# Exercise objective
Please gather every line below that contains the word "coordinates" and copy each one out in full.

# Task material

········

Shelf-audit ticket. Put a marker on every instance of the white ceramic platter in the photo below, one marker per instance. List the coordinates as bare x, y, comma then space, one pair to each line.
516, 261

········

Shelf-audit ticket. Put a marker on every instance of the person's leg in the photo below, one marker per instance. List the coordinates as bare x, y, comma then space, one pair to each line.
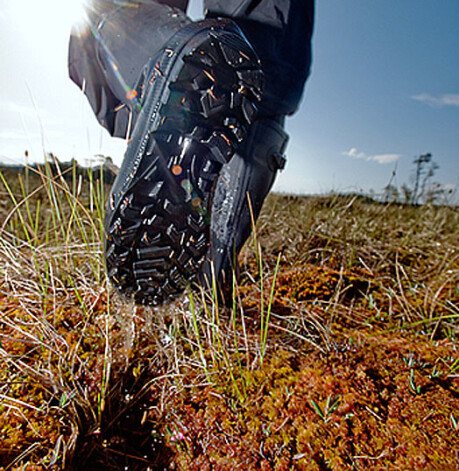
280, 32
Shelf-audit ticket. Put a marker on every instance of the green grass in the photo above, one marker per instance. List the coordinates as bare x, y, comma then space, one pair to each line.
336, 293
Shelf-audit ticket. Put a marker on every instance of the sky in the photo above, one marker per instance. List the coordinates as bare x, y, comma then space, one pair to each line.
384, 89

········

# Written solution
Shelf-audit ticket. Put a marker on every instance of the white ceramic platter in the photo below, one marker per instance. List the coordinates as bare x, y, comma then space, one pair to each line.
Shelf-audit ticket. Put a marker on every instance of the person's leg in the photo below, one marker per instance. List the coordinates as bare x, y, comma then space, one pair to each line.
Shelf-audit ticket. Put a marker on every instance of the green grass in the photo above, one marker per instance. List the coordinates as bare x, y, comma then space, one pair to each line.
Shelf-audit ticket. Put a marker on every instance of the sky in the photo above, one marker per instance. List the coordinates as bare x, y, comma then space, one pair to each line.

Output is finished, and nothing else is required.